> WORK TASK:
Filter the records below for the word "field". Copy each line that holds it.

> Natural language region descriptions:
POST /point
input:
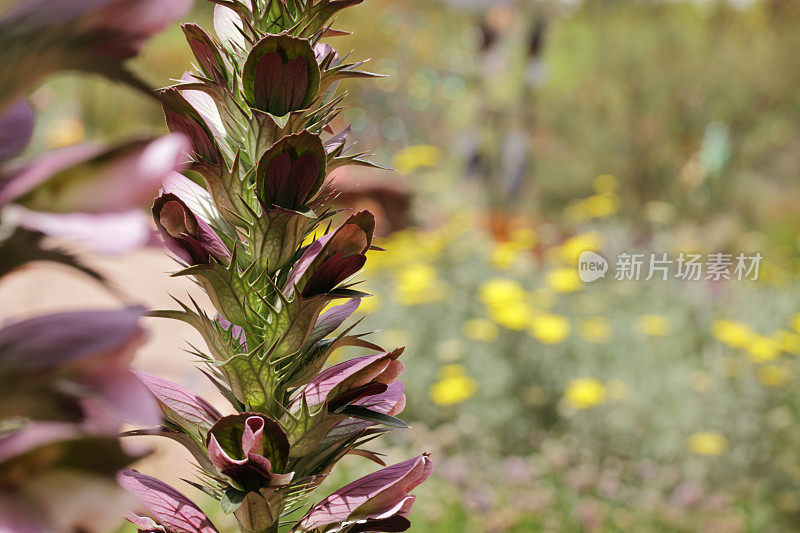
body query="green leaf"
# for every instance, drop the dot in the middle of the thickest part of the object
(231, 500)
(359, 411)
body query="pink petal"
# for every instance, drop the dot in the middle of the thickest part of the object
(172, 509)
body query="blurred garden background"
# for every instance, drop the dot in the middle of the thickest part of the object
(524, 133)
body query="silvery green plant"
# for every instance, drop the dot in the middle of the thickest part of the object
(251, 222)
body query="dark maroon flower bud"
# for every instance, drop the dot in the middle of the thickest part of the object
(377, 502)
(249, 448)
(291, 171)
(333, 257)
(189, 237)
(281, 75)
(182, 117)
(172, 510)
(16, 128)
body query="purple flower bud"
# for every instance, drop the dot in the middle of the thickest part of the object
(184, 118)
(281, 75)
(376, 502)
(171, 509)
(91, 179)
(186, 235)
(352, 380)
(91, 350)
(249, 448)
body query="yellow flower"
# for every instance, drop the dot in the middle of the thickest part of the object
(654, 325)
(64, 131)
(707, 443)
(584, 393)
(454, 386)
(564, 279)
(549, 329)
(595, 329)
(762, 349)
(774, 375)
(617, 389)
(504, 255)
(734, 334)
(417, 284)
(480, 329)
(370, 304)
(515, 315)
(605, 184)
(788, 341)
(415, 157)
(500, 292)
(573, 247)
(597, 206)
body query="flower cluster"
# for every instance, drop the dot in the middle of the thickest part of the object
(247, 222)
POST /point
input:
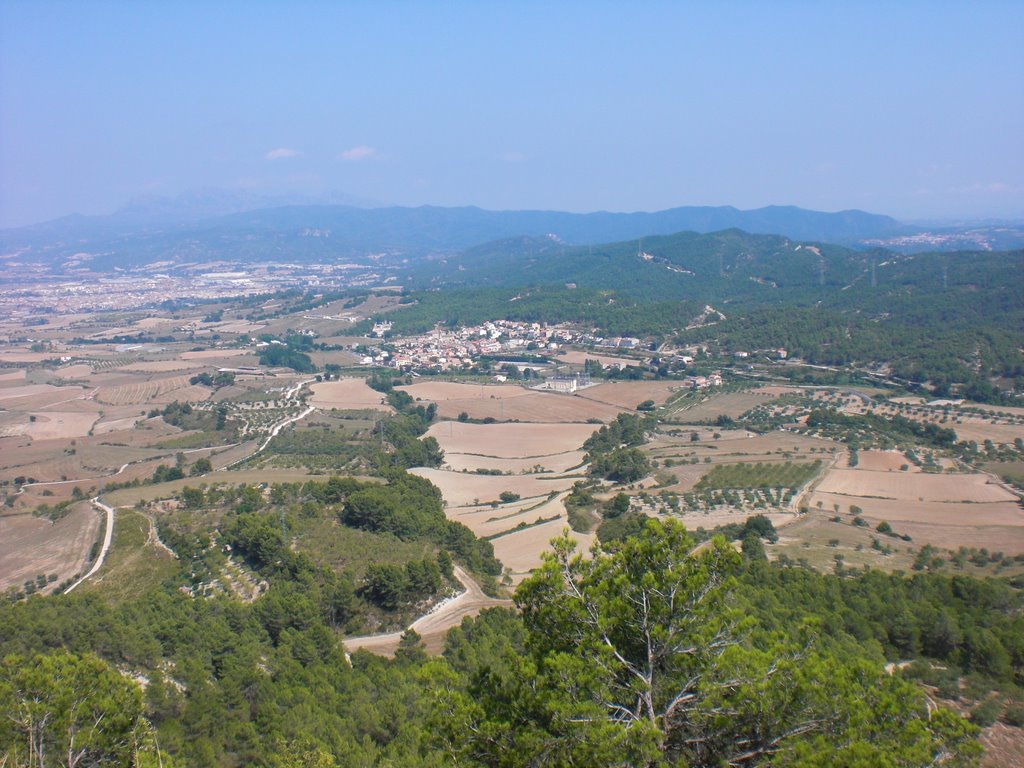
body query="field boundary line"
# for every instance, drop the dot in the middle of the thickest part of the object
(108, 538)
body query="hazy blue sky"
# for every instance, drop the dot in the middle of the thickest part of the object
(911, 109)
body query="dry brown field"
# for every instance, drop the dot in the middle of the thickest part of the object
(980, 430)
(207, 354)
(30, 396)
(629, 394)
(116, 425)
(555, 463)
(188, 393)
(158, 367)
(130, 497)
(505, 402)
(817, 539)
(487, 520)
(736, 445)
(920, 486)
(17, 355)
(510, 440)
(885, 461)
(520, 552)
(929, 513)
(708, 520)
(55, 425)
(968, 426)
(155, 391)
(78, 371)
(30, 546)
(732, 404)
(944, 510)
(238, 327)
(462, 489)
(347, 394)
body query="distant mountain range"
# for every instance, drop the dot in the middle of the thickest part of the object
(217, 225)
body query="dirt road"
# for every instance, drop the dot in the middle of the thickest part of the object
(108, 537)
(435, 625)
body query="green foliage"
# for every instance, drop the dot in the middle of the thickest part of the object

> SOLUTION BELOW:
body query="field boundary line"
body query="dry brown field"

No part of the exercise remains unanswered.